__ESERCIZIO__.
Elenca, in ordine di prima comparsa e senza ripetizioni, tutte le date complete di giorno, mese e anno che compaiono nella sentenza della Corte costituzionale.

__SEZIONE DEL DOCUMENTO__.
Corte costituzionale
Sentenza 7 luglio 2015, n. 130

Presidente: Cartabia - Redattore: Amato

[...] nel giudizio di legittimità costituzionale della legge della Regione Basilicata 11 luglio 2014, n. 17 (Misure urgenti concernenti il patto di stabilità interno), promosso dal Presidente del Consiglio dei ministri, con ricorso spedito per la notifica il 12 settembre 2014, depositato in cancelleria il 19 settembre 2014 ed iscritto al n. 70 del registro ricorsi 2014.

Visto l'atto di costituzione della Regione Basilicata;

udito nell'udienza pubblica del 26 maggio 2015 il Giudice relatore Giuliano Amato;

uditi l'avvocato dello Stato Gabriella Palmieri per il Presidente del Consiglio dei ministri e l'avvocato Beniamino Caravita di Toritto per la Regione Basilicata.

RITENUTO IN FATTO

1.- Con ricorso spedito per la notifica il 12 settembre 2014 e depositato il successivo 19 settembre (reg. ric. n. 70 del 2014), il Presidente del Consiglio dei ministri, rappresentato e difeso dall'Avvocatura generale dello Stato, ha impugnato la legge della Regione Basilicata 11 luglio 2014, n. 17 (Misure urgenti concernenti il patto di stabilità interno), per violazione degli artt. 117, terzo comma, e 119 della Costituzione.

La legge regionale si compone di due articoli. L'art. 1 stabilisce che «Nell'esercizio dei poteri di legislazione concorrente, attribuita alle Regioni dagli articoli 117 e 119 della Costituzione della Repubblica Italiana, in materia di coordinamento della finanza pubblica, sono autorizzati, in aggiunta a quelli consentiti in attuazione dei principi sanciti dall'articolo 1, comma 448, della legge n. 228/2012, i pagamenti effettuati a fronte di spese di investimento in conto capitale per un importo corrispondente a quello delle risorse autonome di natura né tributaria né sanzionatoria iscritte nel titolo primo delle entrate del Bilancio di previsione».

L'art. 2 reca la dichiarazione d'urgenza, disponendo che la legge entri in vigore il giorno successivo alla sua pubblicazione nel Bollettino Ufficiale della Regione.

1.1.- Ad avviso del ricorrente, la disciplina del patto di stabilità interno, ponendo obiettivi e vincoli alla gestione finanziaria delle Regioni e degli enti locali, rientrerebbe nella materia del «coordinamento della finanza pubblica», di cui agli artt. 117, terzo comma, e 119 Cost., e dunque dovrebbe rispettare i principi fondamentali posti dal legislatore statale.

La legge regionale impugnata, al contrario, incidendo direttamente sui livelli generali del patto di stabilità interno e sulla sua osservanza, invaderebbe la competenza statale in materia di «coordinamento della finanza pubblica».

__VOCI DEL DATASET__.
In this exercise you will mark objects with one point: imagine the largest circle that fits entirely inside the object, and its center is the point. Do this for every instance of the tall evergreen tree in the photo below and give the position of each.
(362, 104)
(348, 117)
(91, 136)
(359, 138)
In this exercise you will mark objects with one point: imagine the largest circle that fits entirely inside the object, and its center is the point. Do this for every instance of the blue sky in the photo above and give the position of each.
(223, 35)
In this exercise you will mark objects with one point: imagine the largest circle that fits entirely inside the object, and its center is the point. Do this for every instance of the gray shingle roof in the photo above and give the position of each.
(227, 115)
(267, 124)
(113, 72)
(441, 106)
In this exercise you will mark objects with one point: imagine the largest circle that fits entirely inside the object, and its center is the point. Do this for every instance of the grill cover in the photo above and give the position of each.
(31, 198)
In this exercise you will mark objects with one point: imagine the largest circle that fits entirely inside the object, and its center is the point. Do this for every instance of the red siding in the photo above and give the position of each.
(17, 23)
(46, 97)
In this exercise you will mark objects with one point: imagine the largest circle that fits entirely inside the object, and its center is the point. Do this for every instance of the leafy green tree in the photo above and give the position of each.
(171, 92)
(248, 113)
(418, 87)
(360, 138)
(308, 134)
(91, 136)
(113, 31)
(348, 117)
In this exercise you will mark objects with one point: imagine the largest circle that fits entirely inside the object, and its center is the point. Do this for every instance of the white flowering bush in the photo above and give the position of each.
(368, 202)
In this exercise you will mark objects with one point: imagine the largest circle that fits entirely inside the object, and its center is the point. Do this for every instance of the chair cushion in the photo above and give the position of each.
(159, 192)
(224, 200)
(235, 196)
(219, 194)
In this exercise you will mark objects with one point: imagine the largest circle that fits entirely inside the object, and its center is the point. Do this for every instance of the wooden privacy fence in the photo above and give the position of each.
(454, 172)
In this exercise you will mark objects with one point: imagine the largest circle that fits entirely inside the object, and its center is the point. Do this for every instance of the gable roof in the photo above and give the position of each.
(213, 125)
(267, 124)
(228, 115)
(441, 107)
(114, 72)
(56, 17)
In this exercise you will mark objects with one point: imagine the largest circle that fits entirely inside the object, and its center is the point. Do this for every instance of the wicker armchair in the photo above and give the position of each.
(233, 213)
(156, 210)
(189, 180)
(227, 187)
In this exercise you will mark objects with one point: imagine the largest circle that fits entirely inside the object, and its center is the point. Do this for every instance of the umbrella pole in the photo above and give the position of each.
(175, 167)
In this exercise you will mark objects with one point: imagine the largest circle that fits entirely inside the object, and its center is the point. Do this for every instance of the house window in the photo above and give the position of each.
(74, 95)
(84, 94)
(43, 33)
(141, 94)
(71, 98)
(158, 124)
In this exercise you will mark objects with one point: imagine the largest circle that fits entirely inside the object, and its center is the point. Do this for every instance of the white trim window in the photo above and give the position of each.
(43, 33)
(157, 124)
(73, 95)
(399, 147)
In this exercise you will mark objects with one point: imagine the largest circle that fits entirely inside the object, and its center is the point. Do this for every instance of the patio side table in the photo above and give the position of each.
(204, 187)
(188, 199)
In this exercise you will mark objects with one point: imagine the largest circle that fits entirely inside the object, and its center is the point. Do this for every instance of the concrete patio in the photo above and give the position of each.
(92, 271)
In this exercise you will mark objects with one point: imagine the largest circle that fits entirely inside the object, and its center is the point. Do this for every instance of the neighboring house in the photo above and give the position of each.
...
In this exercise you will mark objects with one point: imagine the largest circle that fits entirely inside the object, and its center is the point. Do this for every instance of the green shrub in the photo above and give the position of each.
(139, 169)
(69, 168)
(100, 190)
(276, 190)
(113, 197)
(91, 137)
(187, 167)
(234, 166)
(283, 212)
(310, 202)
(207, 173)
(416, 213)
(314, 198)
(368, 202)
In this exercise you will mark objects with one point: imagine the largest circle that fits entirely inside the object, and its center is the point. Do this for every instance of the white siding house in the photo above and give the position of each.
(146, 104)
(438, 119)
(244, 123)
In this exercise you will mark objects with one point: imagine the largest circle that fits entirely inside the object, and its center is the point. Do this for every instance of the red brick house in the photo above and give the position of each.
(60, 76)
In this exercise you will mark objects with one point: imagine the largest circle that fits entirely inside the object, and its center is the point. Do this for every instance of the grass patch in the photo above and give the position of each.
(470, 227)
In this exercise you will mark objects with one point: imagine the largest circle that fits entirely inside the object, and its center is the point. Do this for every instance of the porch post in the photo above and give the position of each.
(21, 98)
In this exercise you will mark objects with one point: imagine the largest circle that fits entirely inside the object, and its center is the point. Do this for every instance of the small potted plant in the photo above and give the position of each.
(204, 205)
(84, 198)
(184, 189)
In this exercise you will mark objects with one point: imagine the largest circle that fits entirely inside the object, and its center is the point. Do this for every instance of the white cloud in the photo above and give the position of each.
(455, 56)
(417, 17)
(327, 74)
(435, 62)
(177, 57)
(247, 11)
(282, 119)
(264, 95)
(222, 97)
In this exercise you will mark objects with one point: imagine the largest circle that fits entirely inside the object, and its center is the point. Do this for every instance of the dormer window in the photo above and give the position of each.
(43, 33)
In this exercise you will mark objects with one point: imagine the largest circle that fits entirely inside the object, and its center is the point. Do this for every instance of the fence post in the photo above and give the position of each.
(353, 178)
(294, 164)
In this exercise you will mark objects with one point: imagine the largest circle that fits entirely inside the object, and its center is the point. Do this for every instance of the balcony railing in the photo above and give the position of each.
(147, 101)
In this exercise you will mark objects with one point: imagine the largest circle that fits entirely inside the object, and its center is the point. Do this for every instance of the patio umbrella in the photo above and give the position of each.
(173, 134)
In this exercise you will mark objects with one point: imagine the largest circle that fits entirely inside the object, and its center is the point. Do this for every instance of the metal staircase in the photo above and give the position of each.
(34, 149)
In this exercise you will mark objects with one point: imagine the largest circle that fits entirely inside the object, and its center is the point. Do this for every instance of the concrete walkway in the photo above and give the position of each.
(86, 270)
* * *
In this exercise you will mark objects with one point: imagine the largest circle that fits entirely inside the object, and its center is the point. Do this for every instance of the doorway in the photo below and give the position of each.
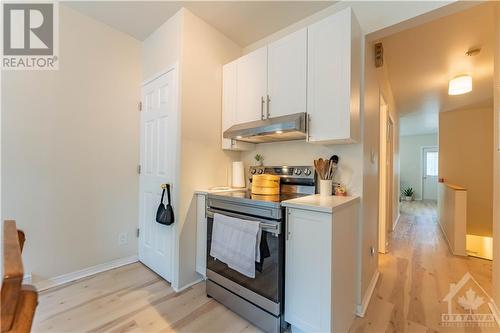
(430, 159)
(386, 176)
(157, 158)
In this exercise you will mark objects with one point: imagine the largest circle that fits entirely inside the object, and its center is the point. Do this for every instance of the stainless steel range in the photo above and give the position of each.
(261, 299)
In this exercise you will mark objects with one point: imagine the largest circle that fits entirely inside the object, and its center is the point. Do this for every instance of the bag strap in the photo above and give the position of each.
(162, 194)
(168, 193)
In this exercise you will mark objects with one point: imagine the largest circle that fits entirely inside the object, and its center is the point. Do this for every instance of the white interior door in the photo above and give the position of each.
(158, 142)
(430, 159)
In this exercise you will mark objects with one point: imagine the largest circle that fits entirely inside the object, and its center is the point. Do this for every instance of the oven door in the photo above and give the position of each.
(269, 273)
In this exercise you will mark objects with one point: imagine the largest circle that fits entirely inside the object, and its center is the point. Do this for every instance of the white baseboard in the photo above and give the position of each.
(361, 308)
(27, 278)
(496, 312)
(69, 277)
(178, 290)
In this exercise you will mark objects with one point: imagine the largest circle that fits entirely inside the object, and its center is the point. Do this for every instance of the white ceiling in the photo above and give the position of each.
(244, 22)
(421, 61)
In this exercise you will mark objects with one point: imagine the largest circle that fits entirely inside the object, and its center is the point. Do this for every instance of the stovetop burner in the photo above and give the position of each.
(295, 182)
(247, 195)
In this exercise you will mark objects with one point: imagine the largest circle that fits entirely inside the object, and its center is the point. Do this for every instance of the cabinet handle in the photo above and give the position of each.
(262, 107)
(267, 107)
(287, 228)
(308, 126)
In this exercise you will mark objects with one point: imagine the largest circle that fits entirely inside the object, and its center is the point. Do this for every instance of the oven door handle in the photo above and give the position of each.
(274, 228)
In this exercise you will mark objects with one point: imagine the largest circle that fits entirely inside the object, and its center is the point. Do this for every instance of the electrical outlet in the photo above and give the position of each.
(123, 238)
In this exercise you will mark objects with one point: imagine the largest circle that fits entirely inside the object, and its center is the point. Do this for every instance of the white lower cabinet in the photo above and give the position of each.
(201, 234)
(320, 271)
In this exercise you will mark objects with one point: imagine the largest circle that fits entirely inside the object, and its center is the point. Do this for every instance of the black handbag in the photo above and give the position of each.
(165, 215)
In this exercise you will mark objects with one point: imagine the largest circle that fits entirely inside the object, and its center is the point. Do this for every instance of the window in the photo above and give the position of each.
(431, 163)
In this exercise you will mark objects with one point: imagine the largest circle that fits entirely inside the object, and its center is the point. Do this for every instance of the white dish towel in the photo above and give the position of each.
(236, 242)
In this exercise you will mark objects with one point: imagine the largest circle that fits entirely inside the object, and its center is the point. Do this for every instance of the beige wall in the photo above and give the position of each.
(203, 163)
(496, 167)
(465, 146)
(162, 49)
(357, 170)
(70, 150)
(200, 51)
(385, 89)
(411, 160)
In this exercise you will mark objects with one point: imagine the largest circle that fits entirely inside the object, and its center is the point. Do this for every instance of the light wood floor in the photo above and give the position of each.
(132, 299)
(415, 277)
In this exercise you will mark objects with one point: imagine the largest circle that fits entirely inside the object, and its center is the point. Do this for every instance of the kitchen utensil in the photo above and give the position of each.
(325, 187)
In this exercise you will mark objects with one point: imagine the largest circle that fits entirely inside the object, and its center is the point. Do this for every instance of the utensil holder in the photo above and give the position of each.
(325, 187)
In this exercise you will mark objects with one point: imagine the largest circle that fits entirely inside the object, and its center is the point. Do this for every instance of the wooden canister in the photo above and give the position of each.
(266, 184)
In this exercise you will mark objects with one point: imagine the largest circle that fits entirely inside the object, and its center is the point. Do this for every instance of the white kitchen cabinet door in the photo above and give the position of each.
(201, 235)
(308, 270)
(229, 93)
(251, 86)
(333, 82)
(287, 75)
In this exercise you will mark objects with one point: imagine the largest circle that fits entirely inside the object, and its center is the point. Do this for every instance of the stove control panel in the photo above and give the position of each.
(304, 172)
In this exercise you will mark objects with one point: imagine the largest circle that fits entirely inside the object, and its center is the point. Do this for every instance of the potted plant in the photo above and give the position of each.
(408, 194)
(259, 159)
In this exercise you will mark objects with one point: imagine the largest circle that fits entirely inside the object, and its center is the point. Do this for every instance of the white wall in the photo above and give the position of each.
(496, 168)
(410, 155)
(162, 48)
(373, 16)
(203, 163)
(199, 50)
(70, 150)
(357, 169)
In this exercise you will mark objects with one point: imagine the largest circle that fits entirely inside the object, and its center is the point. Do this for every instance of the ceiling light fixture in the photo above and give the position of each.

__SOLUZIONE SCRITTA__.
Le date complete, in ordine di prima comparsa, sono 7 luglio 2015, 11 luglio 2014, 12 settembre 2014, 19 settembre 2014 e 26 maggio 2015.